§ **What this task involves**
The records below are to be transcribed exactly from their first line to the line that has "Return one point per instance of the blurred", inclusive, with every picture omitted.
------ Entries shown
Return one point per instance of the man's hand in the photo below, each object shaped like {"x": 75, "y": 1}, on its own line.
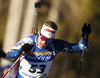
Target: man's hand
{"x": 26, "y": 47}
{"x": 86, "y": 30}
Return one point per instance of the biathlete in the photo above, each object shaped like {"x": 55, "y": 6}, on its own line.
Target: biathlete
{"x": 40, "y": 50}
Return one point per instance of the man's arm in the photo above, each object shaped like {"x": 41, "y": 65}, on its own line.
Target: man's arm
{"x": 14, "y": 52}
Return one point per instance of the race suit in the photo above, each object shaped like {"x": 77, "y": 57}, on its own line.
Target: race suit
{"x": 37, "y": 62}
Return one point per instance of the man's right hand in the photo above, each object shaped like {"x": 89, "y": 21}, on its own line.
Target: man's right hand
{"x": 26, "y": 47}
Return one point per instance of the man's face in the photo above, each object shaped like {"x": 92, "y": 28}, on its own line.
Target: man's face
{"x": 43, "y": 41}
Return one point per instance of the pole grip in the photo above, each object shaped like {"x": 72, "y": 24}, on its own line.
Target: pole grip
{"x": 13, "y": 64}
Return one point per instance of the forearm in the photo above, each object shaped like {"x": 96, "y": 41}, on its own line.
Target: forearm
{"x": 12, "y": 53}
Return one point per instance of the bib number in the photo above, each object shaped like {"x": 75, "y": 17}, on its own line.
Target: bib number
{"x": 33, "y": 68}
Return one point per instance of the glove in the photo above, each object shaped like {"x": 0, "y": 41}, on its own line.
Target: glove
{"x": 26, "y": 47}
{"x": 86, "y": 29}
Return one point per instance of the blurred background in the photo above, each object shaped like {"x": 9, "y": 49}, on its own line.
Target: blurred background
{"x": 17, "y": 17}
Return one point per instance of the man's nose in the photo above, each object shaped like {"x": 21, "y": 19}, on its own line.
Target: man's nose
{"x": 44, "y": 42}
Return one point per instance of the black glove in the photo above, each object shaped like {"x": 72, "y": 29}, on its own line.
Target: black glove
------------
§ **Response area**
Return one point per instance of the man's hand in the photo below, each object shaped like {"x": 75, "y": 1}, on its own line.
Target: man's hand
{"x": 26, "y": 47}
{"x": 86, "y": 30}
Return one point per instance of the biathlete in the photo above, each object shaped like {"x": 55, "y": 6}, on its own line.
Target: biathlete
{"x": 40, "y": 50}
Return one point per instance of the man's arm in the photo above, each object shaped like {"x": 41, "y": 65}, on its own line.
Target: man's arm
{"x": 14, "y": 52}
Return one point per instance of the race suit in the photo above, each object shaped like {"x": 77, "y": 57}, on its own line.
Target: race suit
{"x": 37, "y": 62}
Return one point per instance of the man's right hand in the photo above, each object shaped like {"x": 89, "y": 21}, on its own line.
Target: man's right hand
{"x": 26, "y": 47}
Return one point per instance of the man's face in the photo above, each object shaped like {"x": 92, "y": 28}, on its own line.
Target: man's face
{"x": 43, "y": 41}
Return one point per instance of the pole grip in the photo above, each object shaped like {"x": 72, "y": 24}, on its own line.
Target: pole grip
{"x": 13, "y": 64}
Return one point per instance of the forearm in the photo above, each object shaped like {"x": 96, "y": 41}, on its own line.
Target: forearm
{"x": 12, "y": 53}
Return one point per instance of the bib number in the photo above, each object shaped like {"x": 75, "y": 17}, on its own line.
Target: bib number
{"x": 33, "y": 68}
Return one point per instance of the glove in the photo above, each object shaped like {"x": 0, "y": 41}, on its own line.
Target: glove
{"x": 26, "y": 47}
{"x": 86, "y": 29}
Return one point per instance of the blurred background in the photo above, each object shaped like {"x": 9, "y": 49}, on its own line.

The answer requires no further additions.